Dataset extract:
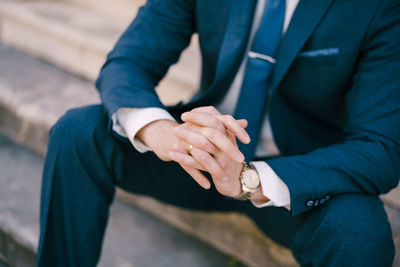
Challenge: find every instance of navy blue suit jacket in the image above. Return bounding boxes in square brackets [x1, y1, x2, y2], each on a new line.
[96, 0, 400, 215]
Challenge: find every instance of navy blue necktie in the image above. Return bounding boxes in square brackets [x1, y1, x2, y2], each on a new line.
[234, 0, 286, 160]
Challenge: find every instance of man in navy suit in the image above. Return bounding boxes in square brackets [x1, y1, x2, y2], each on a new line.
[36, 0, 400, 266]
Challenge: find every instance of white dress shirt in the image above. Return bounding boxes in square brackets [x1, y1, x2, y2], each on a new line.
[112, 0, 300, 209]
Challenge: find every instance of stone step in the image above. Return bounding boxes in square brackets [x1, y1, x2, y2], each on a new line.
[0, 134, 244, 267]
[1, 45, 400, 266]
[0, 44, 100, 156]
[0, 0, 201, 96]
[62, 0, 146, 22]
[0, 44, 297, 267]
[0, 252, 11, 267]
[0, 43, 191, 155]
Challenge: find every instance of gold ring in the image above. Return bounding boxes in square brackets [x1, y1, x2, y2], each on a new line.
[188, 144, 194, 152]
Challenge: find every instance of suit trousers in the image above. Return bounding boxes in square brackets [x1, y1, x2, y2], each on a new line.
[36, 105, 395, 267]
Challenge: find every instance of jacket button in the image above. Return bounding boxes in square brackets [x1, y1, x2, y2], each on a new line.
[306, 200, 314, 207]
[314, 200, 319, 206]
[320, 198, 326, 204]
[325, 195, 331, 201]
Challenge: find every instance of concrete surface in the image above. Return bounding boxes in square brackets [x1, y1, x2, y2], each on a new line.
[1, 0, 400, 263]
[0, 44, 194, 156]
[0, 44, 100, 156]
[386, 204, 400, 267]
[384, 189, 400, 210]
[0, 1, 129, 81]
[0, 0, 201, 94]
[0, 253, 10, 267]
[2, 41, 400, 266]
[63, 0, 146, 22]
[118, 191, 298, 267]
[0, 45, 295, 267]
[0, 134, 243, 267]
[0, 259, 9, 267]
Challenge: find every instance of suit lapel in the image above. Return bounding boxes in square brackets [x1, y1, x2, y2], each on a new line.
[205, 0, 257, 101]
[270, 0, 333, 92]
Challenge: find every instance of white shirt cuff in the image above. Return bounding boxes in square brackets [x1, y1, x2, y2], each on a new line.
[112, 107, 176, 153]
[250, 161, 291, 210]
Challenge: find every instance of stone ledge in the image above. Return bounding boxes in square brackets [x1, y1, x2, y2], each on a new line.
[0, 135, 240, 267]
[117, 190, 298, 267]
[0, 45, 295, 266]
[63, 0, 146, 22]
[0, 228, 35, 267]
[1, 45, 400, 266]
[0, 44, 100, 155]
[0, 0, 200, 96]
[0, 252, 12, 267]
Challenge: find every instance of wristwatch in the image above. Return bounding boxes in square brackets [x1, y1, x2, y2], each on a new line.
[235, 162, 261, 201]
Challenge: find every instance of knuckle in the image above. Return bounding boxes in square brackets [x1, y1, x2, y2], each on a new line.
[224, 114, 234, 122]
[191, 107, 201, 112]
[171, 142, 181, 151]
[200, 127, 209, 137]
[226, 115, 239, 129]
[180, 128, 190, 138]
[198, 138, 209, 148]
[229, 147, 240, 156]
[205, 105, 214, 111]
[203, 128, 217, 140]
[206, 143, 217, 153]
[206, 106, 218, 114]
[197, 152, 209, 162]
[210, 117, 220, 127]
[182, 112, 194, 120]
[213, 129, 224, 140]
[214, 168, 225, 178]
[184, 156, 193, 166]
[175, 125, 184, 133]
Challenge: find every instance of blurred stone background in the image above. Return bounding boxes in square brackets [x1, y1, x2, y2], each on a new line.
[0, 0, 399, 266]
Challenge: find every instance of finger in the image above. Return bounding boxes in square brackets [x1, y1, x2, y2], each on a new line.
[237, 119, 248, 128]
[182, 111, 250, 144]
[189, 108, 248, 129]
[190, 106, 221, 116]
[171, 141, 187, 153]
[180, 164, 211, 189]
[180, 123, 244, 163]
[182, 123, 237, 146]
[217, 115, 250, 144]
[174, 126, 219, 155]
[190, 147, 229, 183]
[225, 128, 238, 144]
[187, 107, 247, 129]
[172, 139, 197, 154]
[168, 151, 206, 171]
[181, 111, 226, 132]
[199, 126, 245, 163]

Your task: Pictures excluded, set down all the entries exactly.

Output below:
Challenge: find every instance of navy blue suit jacket in the image above. Return bounding boxes in square brackets [x1, y1, x2, y2], each on a new line.
[96, 0, 400, 215]
Challenge: find every instance of navy blue necktie in the image above. Return bounding boxes in square brackets [x1, y1, x2, y2], each on a new line.
[234, 0, 286, 160]
Challenge: find every instance of man in navy suit in the image above. Return bounding boxes in square brackets [x1, y1, x2, y2], each on a new line.
[36, 0, 400, 266]
Challenge: find every instance of white dress shirt in the image above. Return bounding boxes in square brackets [x1, y1, x2, y2], each on a new line.
[112, 0, 300, 209]
Challenge: find every instance of stone step in the image above. Return bounding boxes in square brackets [x1, y1, x2, y2], each on a new line.
[0, 134, 244, 267]
[1, 45, 400, 266]
[0, 44, 100, 156]
[0, 0, 201, 96]
[62, 0, 146, 22]
[0, 44, 297, 267]
[0, 252, 11, 267]
[0, 43, 191, 155]
Challenge: find every instance of gold ring in the image above. Return bounding boxes in square brackets [x1, y1, x2, y2], each on a new line.
[188, 144, 194, 152]
Challenge: find every instance of suit trousers in the image above. Return bounding boxes in square brackets [x1, y1, x2, y2], each on a new line.
[36, 105, 395, 267]
Challenge: find every instance of jacket button in the image above. Return bounding boxes in square brackets [x1, y1, x2, y2], each on a new line.
[306, 200, 314, 207]
[314, 200, 319, 206]
[320, 198, 326, 204]
[325, 195, 331, 201]
Challenge: find every instance of concrete surface in the image above. Return bounding boxes in square brackets [x1, y1, x2, y2], each on a new line.
[1, 0, 400, 263]
[0, 44, 194, 156]
[0, 44, 100, 156]
[386, 204, 400, 267]
[384, 189, 400, 210]
[0, 1, 129, 81]
[0, 0, 201, 94]
[0, 253, 10, 267]
[2, 41, 400, 266]
[63, 0, 146, 22]
[118, 191, 298, 267]
[0, 45, 295, 267]
[0, 134, 243, 267]
[0, 259, 9, 267]
Challenge: find every instance of suit lapel in the image above. Return bounding boxes in square brackets [x1, y1, x2, y2], each on a new line.
[205, 0, 257, 101]
[270, 0, 333, 92]
Challenge: find every instance of white shirt cuff in the image above. Return bounding boxes in square brackets [x1, y1, x2, y2], each on a new line.
[112, 107, 176, 153]
[250, 161, 291, 210]
Challenge: find every instance of stone ledge in the image above. Return bounding boxes in square brackets [x1, y1, x2, y2], each on a new line.
[0, 135, 240, 267]
[117, 190, 298, 267]
[0, 45, 295, 266]
[63, 0, 146, 22]
[0, 228, 35, 267]
[1, 45, 400, 266]
[0, 44, 100, 155]
[0, 0, 200, 96]
[0, 252, 12, 267]
Challenge: find every instance of wristwatch in the image above. Return bounding boxes in square brackets [x1, y1, x2, y2], each on a new line.
[235, 162, 261, 201]
Challenge: find every instance of knuckle in the image above. Return bounding boxes in square brackets [x1, y1, x2, y2], each on a new line.
[224, 114, 234, 122]
[191, 107, 201, 112]
[171, 142, 181, 151]
[200, 127, 209, 137]
[226, 115, 239, 129]
[180, 128, 190, 138]
[198, 138, 209, 148]
[229, 147, 240, 156]
[205, 105, 214, 111]
[203, 128, 217, 140]
[206, 143, 217, 153]
[206, 106, 218, 114]
[197, 152, 209, 162]
[210, 117, 220, 127]
[182, 112, 194, 120]
[213, 129, 224, 140]
[214, 168, 225, 178]
[184, 156, 193, 166]
[175, 125, 184, 133]
Challenge: find every instance of blurred stone background in the image above. Return bounding boxes in square brackets [x1, y1, x2, y2], each on a new line.
[0, 0, 399, 266]
Challenge: find every instance of finger in the image above. Return bounding boxes in square brackets [x1, y1, x2, y2], each on a new line.
[237, 119, 248, 128]
[182, 111, 250, 144]
[189, 108, 248, 129]
[190, 106, 221, 116]
[171, 141, 187, 153]
[180, 164, 211, 189]
[180, 123, 244, 163]
[182, 123, 237, 146]
[217, 115, 250, 144]
[174, 126, 219, 155]
[190, 147, 229, 183]
[225, 128, 238, 144]
[187, 107, 247, 129]
[172, 139, 197, 154]
[168, 151, 206, 171]
[181, 111, 226, 132]
[199, 126, 245, 163]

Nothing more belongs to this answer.